Since 1983, families have begun to return to the Yaghnob Valley. The majority of those that remain on the plains tend to be assimilated with the Tajiks, as their children study in school in the Tajik language. The returnees live through the natural economy, and the majority remain without roads and electricity.

===21st century===
The Yaghnob Valley comprises approximately ten settlements, each housing between three and eight families. There are other small settlements elsewhere. The upper Yaghnob River Valley was protected by an until recently almost impenetrable gorge. They also live in and about the Amu Darya River, the Yaghnob River, the Yaghnob Valley, the Qul River, the Varzob rivers and the town of Anzob.

== Religion ==
The Yaghnobi people are Sunni Muslims. Many elements of the pre-Islamic Iranian religion of Zoroastrianism are still preserved.

==Genetics==
===Haplogroups===
The main paternal haplogroups of Yaghnobis are R1-M173 and J2-M172, both found at a frequency of around 32%. The second most common haplogroup is R1a1a-M17 at around 16%. The third most common haplogroup is L-M20, at a rate of approximately 10%. Other haplogroups include C-M130, K-M9 and P-M45, each at 3%.

Items listed in a dataset:
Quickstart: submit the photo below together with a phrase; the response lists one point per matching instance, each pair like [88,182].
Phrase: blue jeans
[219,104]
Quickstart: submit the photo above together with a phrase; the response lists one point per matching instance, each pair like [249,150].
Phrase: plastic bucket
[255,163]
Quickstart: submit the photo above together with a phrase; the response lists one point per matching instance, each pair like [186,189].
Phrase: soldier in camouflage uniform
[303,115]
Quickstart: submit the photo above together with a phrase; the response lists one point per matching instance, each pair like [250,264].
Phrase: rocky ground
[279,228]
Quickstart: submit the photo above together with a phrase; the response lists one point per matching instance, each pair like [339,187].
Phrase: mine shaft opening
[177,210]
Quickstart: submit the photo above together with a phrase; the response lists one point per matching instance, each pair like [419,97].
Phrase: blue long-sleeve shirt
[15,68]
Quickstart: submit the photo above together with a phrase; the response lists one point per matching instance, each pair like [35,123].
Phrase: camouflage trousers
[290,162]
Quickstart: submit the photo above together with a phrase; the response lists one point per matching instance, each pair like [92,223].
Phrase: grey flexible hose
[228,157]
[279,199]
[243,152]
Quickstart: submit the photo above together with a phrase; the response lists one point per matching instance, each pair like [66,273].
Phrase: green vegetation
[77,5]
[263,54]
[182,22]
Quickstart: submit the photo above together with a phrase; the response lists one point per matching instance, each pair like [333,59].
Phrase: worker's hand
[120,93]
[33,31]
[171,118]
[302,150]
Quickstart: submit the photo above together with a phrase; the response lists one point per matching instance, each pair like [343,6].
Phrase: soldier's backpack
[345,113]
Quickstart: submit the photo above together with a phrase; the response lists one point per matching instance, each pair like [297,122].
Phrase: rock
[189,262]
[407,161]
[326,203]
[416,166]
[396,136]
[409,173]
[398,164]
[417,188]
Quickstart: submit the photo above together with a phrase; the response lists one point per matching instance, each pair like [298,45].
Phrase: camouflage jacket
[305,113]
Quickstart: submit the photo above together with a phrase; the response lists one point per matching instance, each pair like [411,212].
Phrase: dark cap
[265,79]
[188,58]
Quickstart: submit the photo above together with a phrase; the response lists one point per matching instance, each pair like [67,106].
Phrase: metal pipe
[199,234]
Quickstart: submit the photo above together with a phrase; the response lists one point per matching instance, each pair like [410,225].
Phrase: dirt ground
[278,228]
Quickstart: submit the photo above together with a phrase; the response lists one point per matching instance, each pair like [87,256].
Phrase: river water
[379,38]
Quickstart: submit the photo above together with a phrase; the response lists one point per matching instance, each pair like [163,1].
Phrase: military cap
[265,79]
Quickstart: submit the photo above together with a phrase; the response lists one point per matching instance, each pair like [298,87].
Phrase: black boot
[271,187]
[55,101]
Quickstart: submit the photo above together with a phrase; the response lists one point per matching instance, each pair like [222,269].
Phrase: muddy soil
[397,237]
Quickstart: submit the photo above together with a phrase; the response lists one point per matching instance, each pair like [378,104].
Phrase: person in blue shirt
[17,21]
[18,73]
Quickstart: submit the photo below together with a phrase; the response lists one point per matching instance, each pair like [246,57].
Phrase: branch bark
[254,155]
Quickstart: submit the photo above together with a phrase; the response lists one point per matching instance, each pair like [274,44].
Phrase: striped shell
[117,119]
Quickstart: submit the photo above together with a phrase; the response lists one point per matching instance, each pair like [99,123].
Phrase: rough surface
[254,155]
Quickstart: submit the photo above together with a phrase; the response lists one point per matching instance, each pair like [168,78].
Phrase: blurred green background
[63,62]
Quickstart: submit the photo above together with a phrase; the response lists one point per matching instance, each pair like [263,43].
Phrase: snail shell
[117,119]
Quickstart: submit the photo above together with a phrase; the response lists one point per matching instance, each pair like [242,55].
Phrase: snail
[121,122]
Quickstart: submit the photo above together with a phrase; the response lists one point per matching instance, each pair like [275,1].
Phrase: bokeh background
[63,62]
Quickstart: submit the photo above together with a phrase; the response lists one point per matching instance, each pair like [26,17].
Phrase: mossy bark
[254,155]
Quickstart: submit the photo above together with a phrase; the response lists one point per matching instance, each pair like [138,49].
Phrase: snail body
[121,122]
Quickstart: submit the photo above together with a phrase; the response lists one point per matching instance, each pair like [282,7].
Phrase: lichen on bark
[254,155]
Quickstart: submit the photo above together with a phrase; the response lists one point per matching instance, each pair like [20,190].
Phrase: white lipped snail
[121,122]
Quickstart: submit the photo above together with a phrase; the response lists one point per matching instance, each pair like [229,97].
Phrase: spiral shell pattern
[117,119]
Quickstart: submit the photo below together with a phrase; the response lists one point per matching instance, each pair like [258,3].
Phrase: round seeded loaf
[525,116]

WHAT TO WORK ON:
Continue the passage on the Yaghnobi people from the point where it stops.

OUTPUT FOR THIS TASK:
===Autosomal DNA===
The Yaghnobi are genetically more similar to "present-day western Eurasian populations and Iranians". They display high genetic affinities to Iron Age Central Asians. Genetic data further indicates that Yaghnobis "have been isolated for a long time with no evidence of recent admixture". Yaghnobis derive around 93% of their ancestry from historical Indo-Iranian sources (represented by an Iron Age sample from Turkmenistan and Tajikistan) and around 7% from Baikal EBA groups (a population with 80-95% Ancient Northeast Asian and 5-20% Ancient North Eurasian ancestry). The ancient and present-day Iranian populations from Central Asia form together a cline between Iranian Neolithic farmers and Central Steppe Bronze Age, with a clear shift in ancestry toward Steppe between Bronze Age and Iron Age, and a smaller shift toward eastern Asian ancestry between Iron Age and present-day. This shift is more pronounced for Tajiks than Yaghnobis, with additional South Asian related ancestry among the former.

The Yaghnobi may be used as proxy for historical Central Asian Steppe ancestry associated with the initial spread of Iranian languages.